Exercise description —
Exclude the pictures and retype the entries as written.

Input records —
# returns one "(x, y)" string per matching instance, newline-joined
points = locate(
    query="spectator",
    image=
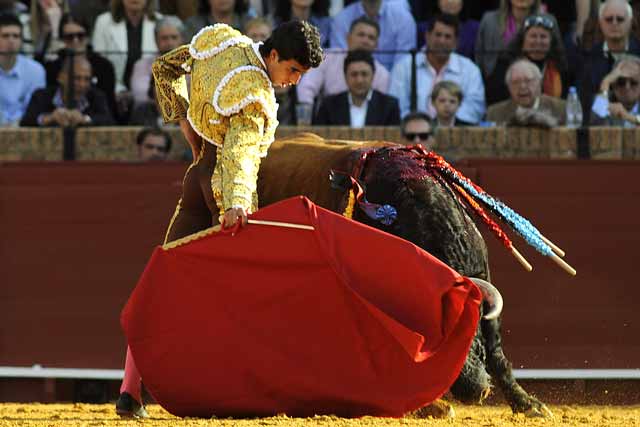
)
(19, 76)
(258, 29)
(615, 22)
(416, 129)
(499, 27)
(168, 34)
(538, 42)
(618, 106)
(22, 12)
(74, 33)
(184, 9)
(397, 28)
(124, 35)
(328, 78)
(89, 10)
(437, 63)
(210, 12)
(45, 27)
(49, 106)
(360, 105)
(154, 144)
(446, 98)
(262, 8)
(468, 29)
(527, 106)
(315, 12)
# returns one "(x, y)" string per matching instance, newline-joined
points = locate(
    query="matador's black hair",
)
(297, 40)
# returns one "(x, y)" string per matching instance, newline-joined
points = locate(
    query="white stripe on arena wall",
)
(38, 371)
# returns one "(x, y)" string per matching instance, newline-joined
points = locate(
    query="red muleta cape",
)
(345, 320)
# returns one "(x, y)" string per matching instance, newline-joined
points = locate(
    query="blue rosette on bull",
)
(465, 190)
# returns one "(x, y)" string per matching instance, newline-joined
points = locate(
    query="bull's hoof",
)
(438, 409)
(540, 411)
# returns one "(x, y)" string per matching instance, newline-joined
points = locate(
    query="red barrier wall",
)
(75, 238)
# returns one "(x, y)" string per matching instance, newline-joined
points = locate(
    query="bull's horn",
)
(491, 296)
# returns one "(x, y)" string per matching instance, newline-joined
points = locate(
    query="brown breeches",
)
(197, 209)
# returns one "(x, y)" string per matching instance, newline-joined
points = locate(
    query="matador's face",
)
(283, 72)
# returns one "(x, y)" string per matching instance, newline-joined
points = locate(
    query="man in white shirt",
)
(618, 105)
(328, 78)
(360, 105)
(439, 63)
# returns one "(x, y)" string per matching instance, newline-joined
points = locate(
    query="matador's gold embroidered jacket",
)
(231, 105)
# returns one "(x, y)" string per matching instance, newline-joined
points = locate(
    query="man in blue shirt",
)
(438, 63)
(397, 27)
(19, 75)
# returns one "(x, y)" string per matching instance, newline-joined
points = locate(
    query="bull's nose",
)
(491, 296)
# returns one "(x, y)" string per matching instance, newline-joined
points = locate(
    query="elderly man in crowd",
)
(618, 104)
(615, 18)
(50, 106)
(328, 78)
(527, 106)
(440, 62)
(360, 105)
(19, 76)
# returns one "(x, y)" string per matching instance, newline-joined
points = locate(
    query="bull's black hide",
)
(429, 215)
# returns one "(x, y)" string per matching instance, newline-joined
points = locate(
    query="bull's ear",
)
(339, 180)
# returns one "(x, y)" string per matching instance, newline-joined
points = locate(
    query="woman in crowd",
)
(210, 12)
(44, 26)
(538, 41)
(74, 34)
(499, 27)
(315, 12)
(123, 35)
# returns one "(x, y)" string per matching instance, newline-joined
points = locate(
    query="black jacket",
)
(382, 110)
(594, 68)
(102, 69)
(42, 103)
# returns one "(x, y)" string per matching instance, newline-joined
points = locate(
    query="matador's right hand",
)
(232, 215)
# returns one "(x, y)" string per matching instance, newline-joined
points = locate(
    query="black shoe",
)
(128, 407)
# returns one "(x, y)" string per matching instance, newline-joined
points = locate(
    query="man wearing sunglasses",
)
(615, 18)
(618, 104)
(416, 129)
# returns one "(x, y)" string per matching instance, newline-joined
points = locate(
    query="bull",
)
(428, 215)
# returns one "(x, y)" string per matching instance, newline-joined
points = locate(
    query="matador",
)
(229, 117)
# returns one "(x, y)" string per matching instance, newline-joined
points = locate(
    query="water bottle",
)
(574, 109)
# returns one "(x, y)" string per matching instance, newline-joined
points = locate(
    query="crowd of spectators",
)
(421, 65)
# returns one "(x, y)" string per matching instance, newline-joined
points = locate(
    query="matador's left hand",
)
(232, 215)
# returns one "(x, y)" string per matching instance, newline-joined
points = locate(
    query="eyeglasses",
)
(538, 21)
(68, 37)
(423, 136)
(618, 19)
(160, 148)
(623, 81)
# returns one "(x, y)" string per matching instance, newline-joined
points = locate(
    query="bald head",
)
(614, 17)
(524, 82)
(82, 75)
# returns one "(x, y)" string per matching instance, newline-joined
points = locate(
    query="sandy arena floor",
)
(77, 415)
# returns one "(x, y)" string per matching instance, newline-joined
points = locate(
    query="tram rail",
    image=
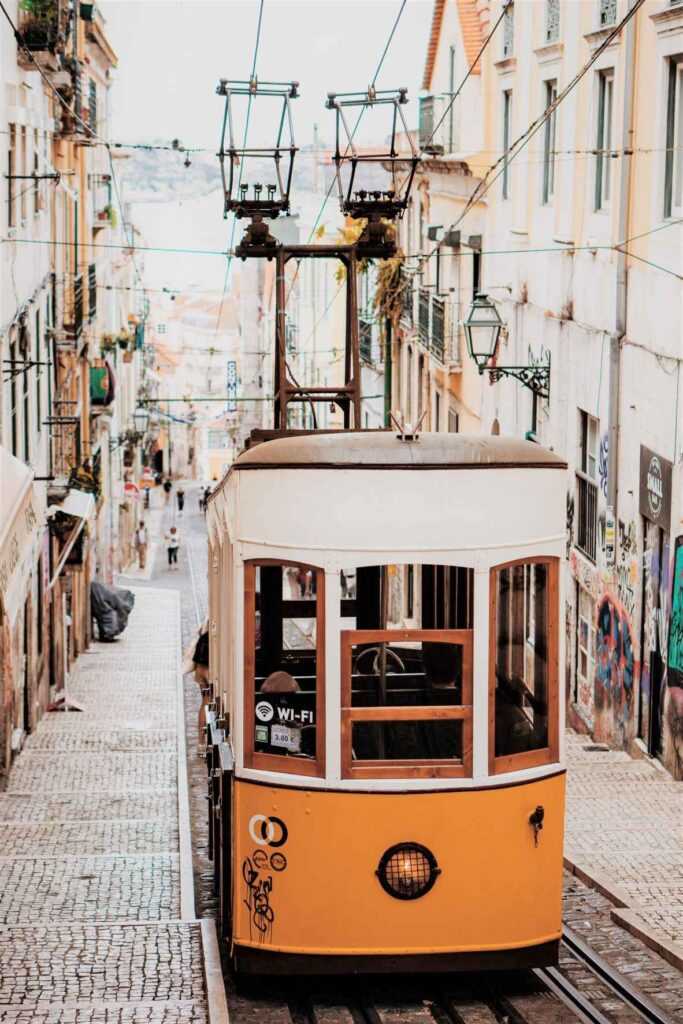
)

Task output —
# returns one "(x, y)" string per matching instance, newline-joined
points = locate(
    query="spectator",
    image=
)
(19, 76)
(258, 29)
(615, 22)
(416, 129)
(499, 27)
(168, 34)
(538, 42)
(618, 106)
(22, 12)
(74, 33)
(184, 9)
(397, 28)
(124, 35)
(328, 78)
(89, 10)
(437, 63)
(210, 12)
(45, 27)
(49, 106)
(360, 105)
(154, 144)
(446, 98)
(262, 8)
(468, 29)
(527, 106)
(315, 12)
# returns one "(x, y)" string per matching instance, newline-joined
points = locate(
    query="matador's black hair",
)
(297, 40)
# returns one "(x, y)" string per matching instance, newline-joined
points = locate(
    query="white stripe on arena wall",
)
(38, 371)
# returns one "(x, y)" string per matching instance, newline-joined
points = locate(
    query="red muleta cape",
)
(345, 320)
# returns one "(x, y)" string per matching instance, newline-joined
points = locate(
    query="blue rosette on bull",
)
(465, 190)
# returns one "(x, y)" string per matching instance, newline-joined
points = locate(
    query="bull's hoof",
)
(438, 409)
(540, 411)
# returns one "(x, y)" string per matching instance, newline-joined
points = locate(
    query="red barrier wall",
)
(75, 238)
# returns one "(x, y)" string per matching instance, newline-joined
points = locate(
    query="bull's horn",
)
(491, 296)
# returns one "(x, y)" string per matching instance, newline-joined
points = locate(
    query="brown breeches",
)
(197, 209)
# returns one "(x, y)" string per matching instance, newline-joined
points = locate(
    query="matador's face",
)
(283, 72)
# returns one "(x, y)" string per matching instance, newline-joined
points = locate(
    query="man in white shirt",
)
(618, 105)
(328, 78)
(360, 105)
(439, 63)
# returns one "(x, y)" string per matching instance, newline-joined
points = locate(
    query="matador's gold embroidered jacket",
)
(231, 105)
# returns one "(x, y)" string per matching instance, newline-joined
points = locate(
    query="man in blue shirt",
)
(438, 63)
(397, 27)
(19, 75)
# returns one "(x, y)" string per matching instance, newline-joined
points = locate(
    query="bull's nose",
)
(491, 296)
# returns one "(x, y)" string per matching instance, newline-joined
points = locate(
    query="elderly man in crowd",
)
(618, 104)
(615, 18)
(50, 106)
(328, 78)
(527, 106)
(440, 62)
(360, 105)
(19, 76)
# returns one "(x, y)" string per matching instance, newline-joined
points = locate(
    query="bull's black hide",
)
(429, 215)
# returns one "(x, y)" string per matching instance, newline-joined
points = locate(
    query="bull's ear",
)
(339, 180)
# returns one "(x, y)" string per matching instance, newline-joined
points = locate(
    query="woman in crowd",
)
(210, 12)
(44, 26)
(538, 41)
(74, 34)
(499, 27)
(315, 12)
(123, 35)
# returns one "(x, y)" string per matching instance, newline-joined
points = locate(
    query="black jacket",
)
(382, 110)
(594, 68)
(102, 69)
(42, 103)
# returns one "(x, y)" string per matching instance, newline-joined
points = locate(
    query="matador's right hand",
)
(232, 215)
# returns one "(x, y)" string per matching instance, newline-joined
points = locate(
    query="black shoe",
)
(128, 407)
# returns one "(x, y)" string per matching instance, newline-joined
points = locate(
    query="man wearing sunglasses",
)
(615, 18)
(618, 104)
(416, 129)
# returns one "(x, y)" string per matching instance, newline-joined
points = locate(
    query="bull",
)
(428, 215)
# returns one "(x, y)" string per matching instance, newline-joined
points = locate(
    query="matador",
)
(229, 117)
# returns one "(x, y)" string per matching instance, newline-joined
points = locate(
    query="water bottle",
)
(574, 109)
# returns one "(x, y)" string per matching instance, newline-joined
points = locate(
    query="crowd of spectators",
)
(421, 65)
# returns one "(x, y)" string per matching instance, newline-joined
points = locate(
    query="matador's left hand",
)
(232, 215)
# returns one "(x, y)" string per matching instance, newline-joined
points = locate(
    query="eyeglasses",
)
(538, 21)
(68, 37)
(423, 136)
(618, 19)
(160, 148)
(623, 81)
# returns one "(x, y)" string per matching instance, newline-joined
points = locate(
    query="bald head",
)
(614, 17)
(524, 82)
(82, 75)
# returns one "(x, y)" string per matching instance, newline-joined
points = locate(
    query="sandy arena floor",
)
(77, 415)
# returns one "(x, y)" string per matching instance, newline-joined
points = locate(
    query="tram rail",
    image=
)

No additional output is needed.